Written problem: Rewrite each line of the records below as one string in a JSON list, with one string per line and no blank lines.

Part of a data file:

- - - - - - -

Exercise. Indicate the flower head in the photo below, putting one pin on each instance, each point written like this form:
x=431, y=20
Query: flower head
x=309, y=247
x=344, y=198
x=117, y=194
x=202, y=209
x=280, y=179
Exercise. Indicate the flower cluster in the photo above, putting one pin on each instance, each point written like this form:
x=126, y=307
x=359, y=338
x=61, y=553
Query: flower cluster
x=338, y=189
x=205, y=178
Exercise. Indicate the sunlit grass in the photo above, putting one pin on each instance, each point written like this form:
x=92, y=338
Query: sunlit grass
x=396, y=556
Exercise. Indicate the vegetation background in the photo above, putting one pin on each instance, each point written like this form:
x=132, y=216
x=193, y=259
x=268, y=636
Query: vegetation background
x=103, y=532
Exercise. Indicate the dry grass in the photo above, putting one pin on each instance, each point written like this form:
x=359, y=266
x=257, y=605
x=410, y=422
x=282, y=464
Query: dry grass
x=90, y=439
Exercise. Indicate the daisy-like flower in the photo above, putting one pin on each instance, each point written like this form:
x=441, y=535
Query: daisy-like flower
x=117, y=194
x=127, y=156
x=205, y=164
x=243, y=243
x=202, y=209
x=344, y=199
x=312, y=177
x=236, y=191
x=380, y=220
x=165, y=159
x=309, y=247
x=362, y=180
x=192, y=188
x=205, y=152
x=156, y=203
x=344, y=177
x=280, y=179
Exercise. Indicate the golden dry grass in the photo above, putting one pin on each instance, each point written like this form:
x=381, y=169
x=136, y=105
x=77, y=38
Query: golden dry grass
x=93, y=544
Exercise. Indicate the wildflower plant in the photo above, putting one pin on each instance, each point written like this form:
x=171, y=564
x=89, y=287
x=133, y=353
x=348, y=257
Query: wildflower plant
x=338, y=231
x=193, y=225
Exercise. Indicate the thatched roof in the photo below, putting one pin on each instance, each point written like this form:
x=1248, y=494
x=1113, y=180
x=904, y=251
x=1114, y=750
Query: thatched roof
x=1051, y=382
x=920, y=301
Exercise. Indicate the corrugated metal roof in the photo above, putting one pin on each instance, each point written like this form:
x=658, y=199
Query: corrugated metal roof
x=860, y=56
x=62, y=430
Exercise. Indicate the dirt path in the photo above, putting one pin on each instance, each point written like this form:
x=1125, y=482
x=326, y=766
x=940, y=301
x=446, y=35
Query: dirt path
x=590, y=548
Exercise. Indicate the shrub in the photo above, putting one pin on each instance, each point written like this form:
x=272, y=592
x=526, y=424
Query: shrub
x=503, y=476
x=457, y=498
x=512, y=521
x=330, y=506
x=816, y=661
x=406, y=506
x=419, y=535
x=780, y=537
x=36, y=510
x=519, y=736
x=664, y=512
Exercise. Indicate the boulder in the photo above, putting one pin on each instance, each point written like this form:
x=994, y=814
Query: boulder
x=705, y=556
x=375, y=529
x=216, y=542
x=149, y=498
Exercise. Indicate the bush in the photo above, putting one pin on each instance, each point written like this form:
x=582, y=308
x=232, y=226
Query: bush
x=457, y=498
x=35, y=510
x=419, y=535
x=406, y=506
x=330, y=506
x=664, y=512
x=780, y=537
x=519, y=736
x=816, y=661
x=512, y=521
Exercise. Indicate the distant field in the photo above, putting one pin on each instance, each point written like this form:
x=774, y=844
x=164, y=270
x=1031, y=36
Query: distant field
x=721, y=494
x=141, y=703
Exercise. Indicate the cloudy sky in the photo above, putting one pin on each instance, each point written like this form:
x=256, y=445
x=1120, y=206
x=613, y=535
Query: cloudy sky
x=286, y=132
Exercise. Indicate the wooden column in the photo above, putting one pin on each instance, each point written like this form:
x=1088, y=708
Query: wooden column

- - - - - - -

Final answer:
[
  "Exercise. Indicate the flower head in the photo below, putting one pin on each instance, each point written like this form:",
  "x=431, y=20",
  "Query: flower head",
  "x=309, y=247",
  "x=344, y=198",
  "x=117, y=194",
  "x=202, y=209",
  "x=280, y=179",
  "Exercise. Indicate the flower cluster in the photo above, putting one pin on each instance, each point written like this form:",
  "x=126, y=307",
  "x=359, y=338",
  "x=61, y=553",
  "Query: flower cluster",
  "x=338, y=189",
  "x=205, y=178",
  "Exercise. Indicate the sunlit grass in the photo above, putting one pin on each instance, each point written like this form:",
  "x=92, y=338",
  "Query: sunlit grass",
  "x=396, y=556",
  "Exercise. Indicate the vegetation background in the photo above, putting one pin on each instance, each point written like this form:",
  "x=132, y=216",
  "x=193, y=259",
  "x=268, y=636",
  "Query: vegetation background",
  "x=103, y=532",
  "Exercise. Indicate the dry grass in the photo above, putting one pin on each instance, each point written like this form:",
  "x=359, y=266",
  "x=257, y=605",
  "x=410, y=422",
  "x=282, y=464",
  "Query: dry grass",
  "x=90, y=439",
  "Exercise. Indicate the daisy-like flower in the photo above, putting one pin on each instance, each point written like this form:",
  "x=441, y=535",
  "Query: daisy-like flower",
  "x=117, y=194",
  "x=127, y=156",
  "x=205, y=164",
  "x=243, y=243",
  "x=202, y=209",
  "x=344, y=199",
  "x=312, y=177",
  "x=236, y=191",
  "x=380, y=220",
  "x=165, y=159",
  "x=309, y=247",
  "x=362, y=180",
  "x=192, y=188",
  "x=205, y=152",
  "x=156, y=203",
  "x=344, y=177",
  "x=280, y=179",
  "Exercise. Indicate the golden dry grass in the photo above, putting one pin on each instance, each point written like this form:",
  "x=381, y=169",
  "x=136, y=105",
  "x=77, y=38",
  "Query: golden dry grass",
  "x=93, y=544",
  "Exercise. Indicate the wildflower plant in the photo above, putting one pin on each instance, each point written like this form:",
  "x=171, y=564",
  "x=89, y=287",
  "x=133, y=353",
  "x=348, y=257",
  "Query: wildflower plant",
  "x=338, y=231",
  "x=193, y=225",
  "Exercise. Indicate the thatched roof in the photo below, putting one pin on each instance, each point written like this form:",
  "x=1248, y=494",
  "x=1113, y=180",
  "x=904, y=251",
  "x=1114, y=750",
  "Query: thatched roof",
  "x=1051, y=382",
  "x=920, y=301",
  "Exercise. Indicate the corrugated metal roof in the photo above, putting one pin on each instance, each point written like this form:",
  "x=658, y=199",
  "Query: corrugated metal roof",
  "x=860, y=56",
  "x=62, y=430",
  "Exercise. Indicate the dirt path in the photo above, putting one pin on each instance, each point written like this form:",
  "x=1125, y=482",
  "x=326, y=766",
  "x=940, y=301",
  "x=446, y=35",
  "Query: dirt path",
  "x=590, y=548",
  "Exercise. Indicate the shrub in the photo above, putting one pin on each instance, each point written like this form:",
  "x=272, y=592",
  "x=526, y=424",
  "Query: shrub",
  "x=503, y=476",
  "x=457, y=498",
  "x=512, y=521",
  "x=330, y=506",
  "x=816, y=661",
  "x=406, y=506",
  "x=419, y=535",
  "x=780, y=537",
  "x=36, y=510",
  "x=519, y=736",
  "x=664, y=512",
  "Exercise. Indicate the boulder in the photo above, putting one pin on each instance, each point written like this form:",
  "x=994, y=814",
  "Query: boulder",
  "x=705, y=556",
  "x=375, y=529",
  "x=216, y=542",
  "x=149, y=498",
  "Exercise. Indicate the bush in the photo above, putting one pin on each instance, each point written like this form:",
  "x=582, y=308",
  "x=232, y=226",
  "Query: bush",
  "x=457, y=498",
  "x=35, y=510",
  "x=419, y=535",
  "x=406, y=506",
  "x=330, y=506",
  "x=664, y=512",
  "x=780, y=537",
  "x=519, y=736",
  "x=816, y=661",
  "x=512, y=521",
  "Exercise. Indicate the distant field in the photo above, putting one pin on each instance, each point written like this form:",
  "x=774, y=844",
  "x=164, y=270",
  "x=1031, y=36",
  "Query: distant field",
  "x=721, y=494",
  "x=141, y=703",
  "Exercise. Indicate the cloudy sky in the photo above, putting one pin on each instance, each point written like this form:",
  "x=256, y=445",
  "x=1120, y=206",
  "x=613, y=535",
  "Query: cloudy sky",
  "x=286, y=132",
  "Exercise. Indicate the wooden column in the photo above, putting one pin on each instance, each point written like this form:",
  "x=1088, y=708",
  "Query: wooden column"
]